Dataset rows
▼

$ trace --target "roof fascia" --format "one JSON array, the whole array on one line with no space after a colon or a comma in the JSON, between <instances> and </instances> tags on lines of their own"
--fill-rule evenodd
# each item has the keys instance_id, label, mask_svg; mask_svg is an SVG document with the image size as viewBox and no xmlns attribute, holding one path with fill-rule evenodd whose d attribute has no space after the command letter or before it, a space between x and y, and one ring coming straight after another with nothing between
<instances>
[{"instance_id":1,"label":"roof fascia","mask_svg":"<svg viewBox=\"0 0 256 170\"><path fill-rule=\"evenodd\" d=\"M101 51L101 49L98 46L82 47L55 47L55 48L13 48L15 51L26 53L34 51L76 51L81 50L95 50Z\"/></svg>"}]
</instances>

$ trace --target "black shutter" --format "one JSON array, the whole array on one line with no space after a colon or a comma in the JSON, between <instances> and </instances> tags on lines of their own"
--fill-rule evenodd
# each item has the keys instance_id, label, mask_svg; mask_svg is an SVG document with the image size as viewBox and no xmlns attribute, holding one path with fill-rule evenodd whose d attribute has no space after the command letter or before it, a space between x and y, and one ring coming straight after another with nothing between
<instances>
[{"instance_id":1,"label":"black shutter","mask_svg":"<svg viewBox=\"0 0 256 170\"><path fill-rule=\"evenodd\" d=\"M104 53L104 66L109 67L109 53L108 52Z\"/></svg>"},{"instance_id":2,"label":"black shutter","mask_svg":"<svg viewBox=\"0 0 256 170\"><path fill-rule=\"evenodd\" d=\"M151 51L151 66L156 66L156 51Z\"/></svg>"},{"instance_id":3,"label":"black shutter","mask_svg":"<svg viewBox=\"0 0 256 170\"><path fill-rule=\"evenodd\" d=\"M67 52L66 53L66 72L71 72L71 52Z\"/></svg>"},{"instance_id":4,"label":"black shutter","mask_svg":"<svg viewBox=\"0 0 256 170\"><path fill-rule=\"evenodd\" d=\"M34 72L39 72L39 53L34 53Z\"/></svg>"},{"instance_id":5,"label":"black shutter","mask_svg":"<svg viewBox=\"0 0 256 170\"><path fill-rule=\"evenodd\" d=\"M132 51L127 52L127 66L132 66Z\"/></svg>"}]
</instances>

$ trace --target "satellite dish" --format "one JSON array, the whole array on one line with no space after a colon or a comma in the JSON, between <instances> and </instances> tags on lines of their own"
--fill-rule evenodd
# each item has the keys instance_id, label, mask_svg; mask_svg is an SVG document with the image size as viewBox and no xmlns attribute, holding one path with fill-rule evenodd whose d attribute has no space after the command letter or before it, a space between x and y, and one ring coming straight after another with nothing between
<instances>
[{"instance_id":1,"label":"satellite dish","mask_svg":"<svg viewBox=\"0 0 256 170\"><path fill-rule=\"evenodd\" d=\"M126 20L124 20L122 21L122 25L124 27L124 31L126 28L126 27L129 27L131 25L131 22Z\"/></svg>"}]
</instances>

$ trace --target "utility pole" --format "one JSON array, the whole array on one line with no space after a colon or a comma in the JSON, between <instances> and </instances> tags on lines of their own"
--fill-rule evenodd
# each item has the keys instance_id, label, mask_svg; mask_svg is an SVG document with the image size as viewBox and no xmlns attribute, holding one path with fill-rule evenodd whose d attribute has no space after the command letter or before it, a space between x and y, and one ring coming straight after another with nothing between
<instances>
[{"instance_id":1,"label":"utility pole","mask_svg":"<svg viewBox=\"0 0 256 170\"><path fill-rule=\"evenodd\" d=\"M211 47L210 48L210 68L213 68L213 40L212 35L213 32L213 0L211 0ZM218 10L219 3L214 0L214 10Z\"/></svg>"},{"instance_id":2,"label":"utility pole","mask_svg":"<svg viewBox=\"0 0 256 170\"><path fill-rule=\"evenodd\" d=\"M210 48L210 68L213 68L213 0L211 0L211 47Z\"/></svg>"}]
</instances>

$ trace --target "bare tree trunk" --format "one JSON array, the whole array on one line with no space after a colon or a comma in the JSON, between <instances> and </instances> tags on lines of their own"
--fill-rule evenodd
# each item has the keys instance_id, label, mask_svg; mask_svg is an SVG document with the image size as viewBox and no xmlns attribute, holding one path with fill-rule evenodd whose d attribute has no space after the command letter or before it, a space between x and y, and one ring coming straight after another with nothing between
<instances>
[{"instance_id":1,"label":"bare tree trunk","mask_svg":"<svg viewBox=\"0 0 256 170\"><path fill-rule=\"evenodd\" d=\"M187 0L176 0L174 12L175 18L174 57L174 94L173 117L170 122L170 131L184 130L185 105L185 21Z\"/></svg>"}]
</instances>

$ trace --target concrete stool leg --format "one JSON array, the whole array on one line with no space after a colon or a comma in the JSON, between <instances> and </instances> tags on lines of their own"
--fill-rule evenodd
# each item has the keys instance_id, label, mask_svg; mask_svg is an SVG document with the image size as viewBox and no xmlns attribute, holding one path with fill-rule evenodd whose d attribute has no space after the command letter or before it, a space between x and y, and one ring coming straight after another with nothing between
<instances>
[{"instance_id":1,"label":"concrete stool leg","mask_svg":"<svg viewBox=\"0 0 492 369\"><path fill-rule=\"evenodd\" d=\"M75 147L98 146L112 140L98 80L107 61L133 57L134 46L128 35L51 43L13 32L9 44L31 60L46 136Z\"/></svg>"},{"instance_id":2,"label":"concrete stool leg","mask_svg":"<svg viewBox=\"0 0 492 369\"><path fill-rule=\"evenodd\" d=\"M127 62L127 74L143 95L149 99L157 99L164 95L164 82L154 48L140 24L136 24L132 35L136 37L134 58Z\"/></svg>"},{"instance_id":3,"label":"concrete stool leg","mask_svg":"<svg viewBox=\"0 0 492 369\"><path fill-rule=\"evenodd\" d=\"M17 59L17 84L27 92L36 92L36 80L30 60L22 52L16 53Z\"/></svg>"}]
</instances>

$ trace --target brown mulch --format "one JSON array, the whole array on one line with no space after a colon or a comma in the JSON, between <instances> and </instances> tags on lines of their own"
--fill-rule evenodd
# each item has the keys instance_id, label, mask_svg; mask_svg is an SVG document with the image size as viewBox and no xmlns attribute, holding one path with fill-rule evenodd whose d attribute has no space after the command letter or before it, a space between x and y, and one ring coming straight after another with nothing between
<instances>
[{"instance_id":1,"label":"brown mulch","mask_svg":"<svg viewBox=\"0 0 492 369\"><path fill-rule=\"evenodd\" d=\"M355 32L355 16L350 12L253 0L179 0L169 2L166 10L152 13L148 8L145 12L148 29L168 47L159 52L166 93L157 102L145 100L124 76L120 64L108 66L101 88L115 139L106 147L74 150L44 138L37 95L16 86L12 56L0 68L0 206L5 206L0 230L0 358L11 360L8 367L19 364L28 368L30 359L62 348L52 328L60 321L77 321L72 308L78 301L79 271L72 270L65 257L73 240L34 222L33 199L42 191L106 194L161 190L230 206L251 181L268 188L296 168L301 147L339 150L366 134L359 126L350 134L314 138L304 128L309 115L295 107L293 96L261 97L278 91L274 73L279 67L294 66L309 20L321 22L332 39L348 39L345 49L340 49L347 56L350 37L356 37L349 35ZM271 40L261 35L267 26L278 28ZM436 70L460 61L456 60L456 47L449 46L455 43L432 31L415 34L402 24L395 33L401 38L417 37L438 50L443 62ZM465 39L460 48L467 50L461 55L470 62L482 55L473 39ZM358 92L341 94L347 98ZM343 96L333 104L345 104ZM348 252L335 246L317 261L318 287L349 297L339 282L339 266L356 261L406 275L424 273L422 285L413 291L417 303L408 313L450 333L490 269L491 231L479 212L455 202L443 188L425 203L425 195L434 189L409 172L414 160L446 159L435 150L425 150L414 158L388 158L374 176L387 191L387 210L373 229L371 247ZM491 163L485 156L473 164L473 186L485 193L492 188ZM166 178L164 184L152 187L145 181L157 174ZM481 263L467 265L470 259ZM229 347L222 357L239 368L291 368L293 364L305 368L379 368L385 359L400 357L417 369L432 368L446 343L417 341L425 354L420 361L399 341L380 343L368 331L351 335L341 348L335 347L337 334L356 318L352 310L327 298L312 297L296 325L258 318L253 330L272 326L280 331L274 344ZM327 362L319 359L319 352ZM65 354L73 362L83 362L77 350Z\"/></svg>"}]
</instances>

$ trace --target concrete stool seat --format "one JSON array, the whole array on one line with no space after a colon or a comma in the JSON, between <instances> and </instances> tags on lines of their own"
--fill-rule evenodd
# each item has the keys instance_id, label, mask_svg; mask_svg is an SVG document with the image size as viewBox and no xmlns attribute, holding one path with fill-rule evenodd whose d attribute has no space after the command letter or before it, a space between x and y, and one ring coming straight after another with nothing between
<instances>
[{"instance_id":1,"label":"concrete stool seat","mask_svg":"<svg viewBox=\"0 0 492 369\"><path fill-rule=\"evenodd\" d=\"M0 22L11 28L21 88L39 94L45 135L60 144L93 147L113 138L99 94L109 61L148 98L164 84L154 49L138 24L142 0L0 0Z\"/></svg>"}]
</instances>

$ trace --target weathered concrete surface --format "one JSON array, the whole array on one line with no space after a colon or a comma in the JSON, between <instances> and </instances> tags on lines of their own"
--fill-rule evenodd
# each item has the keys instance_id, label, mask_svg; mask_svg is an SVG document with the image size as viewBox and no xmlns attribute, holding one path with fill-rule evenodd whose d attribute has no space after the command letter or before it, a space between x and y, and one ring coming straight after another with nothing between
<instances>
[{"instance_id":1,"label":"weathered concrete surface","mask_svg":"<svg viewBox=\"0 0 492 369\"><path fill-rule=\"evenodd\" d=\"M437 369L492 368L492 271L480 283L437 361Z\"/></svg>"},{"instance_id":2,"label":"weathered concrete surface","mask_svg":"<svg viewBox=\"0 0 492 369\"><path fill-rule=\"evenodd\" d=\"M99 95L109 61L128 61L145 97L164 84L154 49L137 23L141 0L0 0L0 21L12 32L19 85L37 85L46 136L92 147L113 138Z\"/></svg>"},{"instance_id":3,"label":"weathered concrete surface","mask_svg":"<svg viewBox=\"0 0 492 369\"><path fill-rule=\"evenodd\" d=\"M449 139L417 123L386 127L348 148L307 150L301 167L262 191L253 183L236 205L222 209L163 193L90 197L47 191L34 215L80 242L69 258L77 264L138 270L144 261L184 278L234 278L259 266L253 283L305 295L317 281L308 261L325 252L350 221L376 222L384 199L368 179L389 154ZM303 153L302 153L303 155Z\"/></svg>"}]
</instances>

▲

How many lines in the data above contain the string "tree"? Reply with the number alone.

2